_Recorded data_
• • • • • • •
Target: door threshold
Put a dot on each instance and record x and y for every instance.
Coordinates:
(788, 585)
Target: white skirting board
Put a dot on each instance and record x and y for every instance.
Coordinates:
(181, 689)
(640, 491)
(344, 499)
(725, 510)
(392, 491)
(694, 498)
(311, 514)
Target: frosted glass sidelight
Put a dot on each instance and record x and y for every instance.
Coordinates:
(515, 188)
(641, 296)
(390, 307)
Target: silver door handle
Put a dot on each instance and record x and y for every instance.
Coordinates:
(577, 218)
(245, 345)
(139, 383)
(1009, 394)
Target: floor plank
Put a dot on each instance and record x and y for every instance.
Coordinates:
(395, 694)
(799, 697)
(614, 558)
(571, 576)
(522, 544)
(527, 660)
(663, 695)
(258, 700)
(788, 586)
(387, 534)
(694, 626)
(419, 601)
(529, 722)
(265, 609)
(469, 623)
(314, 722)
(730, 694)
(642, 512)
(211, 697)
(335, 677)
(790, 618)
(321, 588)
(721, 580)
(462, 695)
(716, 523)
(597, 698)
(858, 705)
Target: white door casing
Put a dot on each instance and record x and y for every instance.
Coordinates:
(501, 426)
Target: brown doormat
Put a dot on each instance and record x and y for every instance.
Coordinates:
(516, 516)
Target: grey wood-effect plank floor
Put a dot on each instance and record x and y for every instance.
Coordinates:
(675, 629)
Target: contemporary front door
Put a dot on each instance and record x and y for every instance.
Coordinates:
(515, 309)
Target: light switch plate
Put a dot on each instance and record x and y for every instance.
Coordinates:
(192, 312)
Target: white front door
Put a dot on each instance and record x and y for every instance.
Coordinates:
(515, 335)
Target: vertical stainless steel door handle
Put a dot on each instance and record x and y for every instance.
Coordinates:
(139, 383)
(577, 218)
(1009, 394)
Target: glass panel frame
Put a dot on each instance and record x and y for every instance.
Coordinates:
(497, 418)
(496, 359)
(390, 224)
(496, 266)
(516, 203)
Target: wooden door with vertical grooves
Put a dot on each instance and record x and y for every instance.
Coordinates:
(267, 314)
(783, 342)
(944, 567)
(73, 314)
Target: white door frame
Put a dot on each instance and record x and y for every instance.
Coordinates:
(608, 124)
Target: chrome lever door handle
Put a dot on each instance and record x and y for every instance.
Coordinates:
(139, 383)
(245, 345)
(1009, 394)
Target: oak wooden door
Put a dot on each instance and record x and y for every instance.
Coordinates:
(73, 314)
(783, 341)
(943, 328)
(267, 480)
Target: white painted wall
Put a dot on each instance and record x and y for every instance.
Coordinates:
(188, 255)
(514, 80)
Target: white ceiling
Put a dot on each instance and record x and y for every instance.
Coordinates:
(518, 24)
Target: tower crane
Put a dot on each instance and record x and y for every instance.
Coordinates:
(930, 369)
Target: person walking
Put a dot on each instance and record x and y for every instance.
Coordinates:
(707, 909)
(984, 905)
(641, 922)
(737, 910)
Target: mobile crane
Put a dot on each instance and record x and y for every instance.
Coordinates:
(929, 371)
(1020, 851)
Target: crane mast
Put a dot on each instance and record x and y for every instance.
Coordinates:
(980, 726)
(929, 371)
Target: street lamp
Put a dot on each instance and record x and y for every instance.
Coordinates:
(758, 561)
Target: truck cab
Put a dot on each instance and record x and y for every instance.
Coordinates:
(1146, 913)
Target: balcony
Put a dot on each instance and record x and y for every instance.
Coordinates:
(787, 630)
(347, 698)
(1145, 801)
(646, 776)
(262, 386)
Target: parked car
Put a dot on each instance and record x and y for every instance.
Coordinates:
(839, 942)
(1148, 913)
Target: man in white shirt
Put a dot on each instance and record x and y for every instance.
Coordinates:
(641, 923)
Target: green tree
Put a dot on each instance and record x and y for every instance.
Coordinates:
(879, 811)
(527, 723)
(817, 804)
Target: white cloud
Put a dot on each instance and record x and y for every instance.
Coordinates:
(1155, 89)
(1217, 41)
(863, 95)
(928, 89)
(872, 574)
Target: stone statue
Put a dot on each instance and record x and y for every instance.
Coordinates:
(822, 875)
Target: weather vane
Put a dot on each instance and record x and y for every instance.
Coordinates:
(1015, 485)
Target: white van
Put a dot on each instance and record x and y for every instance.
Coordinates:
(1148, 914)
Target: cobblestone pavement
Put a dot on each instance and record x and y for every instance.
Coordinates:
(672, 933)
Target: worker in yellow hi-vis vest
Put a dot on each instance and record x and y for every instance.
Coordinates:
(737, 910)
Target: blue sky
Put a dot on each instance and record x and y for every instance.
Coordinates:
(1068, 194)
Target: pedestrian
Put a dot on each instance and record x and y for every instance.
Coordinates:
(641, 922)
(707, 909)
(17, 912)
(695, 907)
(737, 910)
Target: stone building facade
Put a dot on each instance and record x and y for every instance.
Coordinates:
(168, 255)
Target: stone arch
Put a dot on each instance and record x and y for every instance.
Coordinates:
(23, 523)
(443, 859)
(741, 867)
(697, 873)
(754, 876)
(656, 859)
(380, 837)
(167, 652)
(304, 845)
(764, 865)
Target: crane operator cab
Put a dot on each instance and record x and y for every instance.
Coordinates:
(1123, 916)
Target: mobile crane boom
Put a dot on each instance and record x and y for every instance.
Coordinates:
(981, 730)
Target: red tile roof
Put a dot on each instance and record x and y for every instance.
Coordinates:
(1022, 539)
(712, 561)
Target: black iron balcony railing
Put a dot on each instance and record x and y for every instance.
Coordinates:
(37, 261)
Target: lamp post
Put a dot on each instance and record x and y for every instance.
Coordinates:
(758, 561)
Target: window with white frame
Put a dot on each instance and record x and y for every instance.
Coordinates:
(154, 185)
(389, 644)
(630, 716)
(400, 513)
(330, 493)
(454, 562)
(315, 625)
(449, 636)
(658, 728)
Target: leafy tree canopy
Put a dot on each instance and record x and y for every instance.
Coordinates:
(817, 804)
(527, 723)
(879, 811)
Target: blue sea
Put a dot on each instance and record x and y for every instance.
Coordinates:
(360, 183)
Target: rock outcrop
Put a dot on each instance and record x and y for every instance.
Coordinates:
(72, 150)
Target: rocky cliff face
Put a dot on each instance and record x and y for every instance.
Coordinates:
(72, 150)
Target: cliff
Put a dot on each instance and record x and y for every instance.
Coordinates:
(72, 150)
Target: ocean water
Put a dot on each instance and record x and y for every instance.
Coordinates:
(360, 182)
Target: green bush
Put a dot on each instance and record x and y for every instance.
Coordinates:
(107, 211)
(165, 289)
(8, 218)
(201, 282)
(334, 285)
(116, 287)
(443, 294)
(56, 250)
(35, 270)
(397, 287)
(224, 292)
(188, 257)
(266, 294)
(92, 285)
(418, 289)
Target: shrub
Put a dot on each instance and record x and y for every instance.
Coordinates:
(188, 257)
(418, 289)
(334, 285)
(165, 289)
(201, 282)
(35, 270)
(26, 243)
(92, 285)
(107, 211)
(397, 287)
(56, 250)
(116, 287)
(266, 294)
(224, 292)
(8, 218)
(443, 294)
• • • • • • •
Please write out every one of the items above word for word.

Target: door threshold
Put a dot on each instance and record x and y for every instance.
Coordinates:
(788, 585)
Target: white skirting board
Put a dot on each instance and record x and y for every instance.
Coordinates:
(181, 689)
(640, 491)
(344, 499)
(725, 510)
(392, 491)
(694, 498)
(311, 514)
Target: frosted glass sidelight
Put a dot on each instance and record x and y for every instance.
Coordinates:
(515, 188)
(641, 296)
(390, 307)
Target: silver door handle
Put a dot on each instance and record x and y for every instance.
Coordinates:
(577, 218)
(245, 345)
(139, 383)
(1009, 394)
Target: floor plank
Put a dot on each instance and record x and y for every instance.
Coordinates:
(395, 694)
(799, 697)
(614, 558)
(571, 576)
(522, 544)
(527, 660)
(663, 695)
(258, 700)
(788, 586)
(387, 534)
(694, 626)
(419, 601)
(529, 722)
(265, 609)
(469, 623)
(314, 722)
(730, 694)
(642, 512)
(211, 697)
(335, 677)
(790, 618)
(321, 588)
(721, 580)
(462, 695)
(716, 523)
(597, 698)
(858, 705)
Target: white door casing
Put a dot on each instance and record x and y for every instance.
Coordinates:
(501, 426)
Target: brown doormat
Put a dot on each instance and record x and y for every instance.
Coordinates:
(516, 516)
Target: grey wood-effect plank floor
Put a dot on each instance and record x and y for every instance.
Coordinates:
(675, 629)
Target: contemporary front door
Put a dot on each instance and record x and y for every instance.
Coordinates:
(515, 309)
Target: light switch plate
Put a dot on each instance and record x and y for every instance.
Coordinates:
(192, 312)
Target: white front door
Put a dot on each instance and record x and y for every instance.
Coordinates:
(515, 335)
Target: vertical stainless steel door handle
Put a dot on each instance and record x and y for every instance.
Coordinates:
(139, 383)
(577, 218)
(1009, 394)
Target: glass panel frame
Put a dot on each instance and record x and y for every instance.
Coordinates:
(497, 418)
(496, 359)
(390, 224)
(496, 266)
(516, 203)
Target: wooden door with vertical grooves
Put a dot on each instance and record x and y for every instance.
Coordinates:
(267, 314)
(783, 342)
(944, 567)
(73, 314)
Target: white door frame
Put a dot on each instance and record x and y for every instance.
Coordinates:
(608, 124)
Target: chrome lever door handle
Put a dot on each instance and record x and y for every instance.
Coordinates:
(139, 383)
(245, 345)
(1009, 394)
Target: oak wooden door
Put a dot on each instance and record x and y for every instance.
Coordinates:
(73, 314)
(783, 341)
(943, 328)
(267, 480)
Target: white painted wall
Put a dot on each instance and record x and y for every instance.
Coordinates:
(188, 255)
(514, 80)
Target: white ceiling
Put a dot on each instance and record x and y for every instance.
Coordinates:
(518, 24)
Target: tower crane
Put a dot on each instance and record x and y for every instance.
Coordinates:
(930, 369)
Target: person walking
Put a dot on each instance and record x and y for every instance.
Coordinates:
(707, 909)
(984, 905)
(641, 922)
(737, 910)
Target: mobile crane
Put a dot on each instance and record x and y for every instance.
Coordinates:
(929, 371)
(1020, 851)
Target: crane mast
Put a dot on each instance and record x and y for every instance.
Coordinates:
(980, 726)
(929, 371)
Target: street lamp
Put a dot on each instance and record x and y for every instance.
Coordinates:
(758, 561)
Target: truck cab
Put a dot on each instance and record x and y for every instance.
Coordinates:
(1146, 913)
Target: balcony
Put a dot on each instance and record x and y for every instance.
Coordinates:
(787, 630)
(347, 698)
(1145, 801)
(646, 776)
(262, 386)
Target: parked car
Put a dot on each instance and record x and y for every instance.
Coordinates:
(839, 942)
(1148, 913)
Target: man in white shirt
Put a dot on each instance and record x and y for every instance.
Coordinates:
(641, 923)
Target: green tree
Put a dot on each instance and record x and y for every instance.
Coordinates:
(879, 811)
(527, 723)
(817, 804)
Target: white cloud
Put a dot on each instance and record x and y for every instance.
Coordinates:
(1155, 89)
(1217, 41)
(863, 95)
(928, 89)
(872, 574)
Target: stone statue
Put a dot on each instance and record x and y for every instance.
Coordinates:
(822, 875)
Target: weather vane
Put a dot on each instance and record x and y for every instance.
Coordinates:
(1015, 485)
Target: white van
Put a dot on each instance and record x and y for every instance.
Coordinates:
(1148, 914)
Target: cobblestone pavement
Put a dot on each instance and record x and y for every instance.
Coordinates:
(672, 933)
Target: worker in yellow hi-vis vest
Put a dot on each instance and record x and y for every instance.
Coordinates:
(737, 910)
Target: blue sky
Put a dot on each instance and record x and y for every instance.
Coordinates:
(1068, 194)
Target: pedestrian
Put a dot on each instance and record x and y for every instance.
Coordinates:
(641, 922)
(707, 909)
(17, 912)
(695, 907)
(737, 910)
Target: stone building facade
Put a dot on each instance and record x and y for every instance.
Coordinates:
(168, 255)
Target: stone arch
Put a dot on each instance and record x and y for every instance.
Coordinates:
(23, 523)
(443, 859)
(741, 867)
(697, 873)
(754, 876)
(656, 859)
(380, 837)
(167, 652)
(304, 845)
(764, 865)
Target: crane operator cab
Put a dot on each instance and record x and y for every instance.
Coordinates:
(1123, 916)
Target: mobile crane boom
Put a dot on each instance and record x and y for every instance.
Coordinates:
(981, 730)
Target: red tile roof
Put a dot on each instance and record x and y for every instance.
Coordinates:
(1022, 539)
(712, 561)
Target: black iron balcony railing
Put a dot on each instance and record x and y for every instance.
Coordinates:
(37, 261)
Target: lamp post
Put a dot on each instance and record x and y for every instance.
Coordinates:
(758, 561)
Target: window with white frame
Put a dot on each instance and record x and y for every instance.
Coordinates:
(154, 185)
(389, 644)
(630, 716)
(400, 513)
(330, 493)
(454, 562)
(315, 625)
(449, 636)
(658, 728)
Target: leafy tree canopy
Put a dot on each instance and record x and y for every instance.
Coordinates:
(817, 804)
(527, 723)
(879, 811)
Target: blue sea
Put a dot on each instance and record x and y for every instance.
Coordinates:
(360, 183)
Target: rock outcrop
Put a dot on each instance and record x and y for every instance.
Coordinates:
(72, 150)
Target: rocky cliff face
Put a dot on each instance and record x and y for every instance.
Coordinates:
(72, 150)
Target: cliff
Put a dot on each instance and record x and y for every instance.
Coordinates:
(72, 150)
Target: ocean water
Put a dot on each instance and record x and y for every instance.
Coordinates:
(360, 182)
Target: green bush
Put a dot on each instance and record x and y for every instance.
Coordinates:
(107, 211)
(165, 289)
(8, 218)
(201, 282)
(334, 285)
(116, 287)
(443, 294)
(56, 250)
(35, 270)
(397, 287)
(224, 292)
(188, 257)
(266, 294)
(92, 285)
(418, 289)
Target: shrub
Put a dot on each instance and record x and y for every instance.
Coordinates:
(188, 257)
(418, 289)
(334, 285)
(165, 289)
(201, 282)
(35, 270)
(26, 243)
(92, 285)
(107, 211)
(397, 287)
(56, 250)
(116, 287)
(266, 294)
(224, 292)
(8, 218)
(443, 294)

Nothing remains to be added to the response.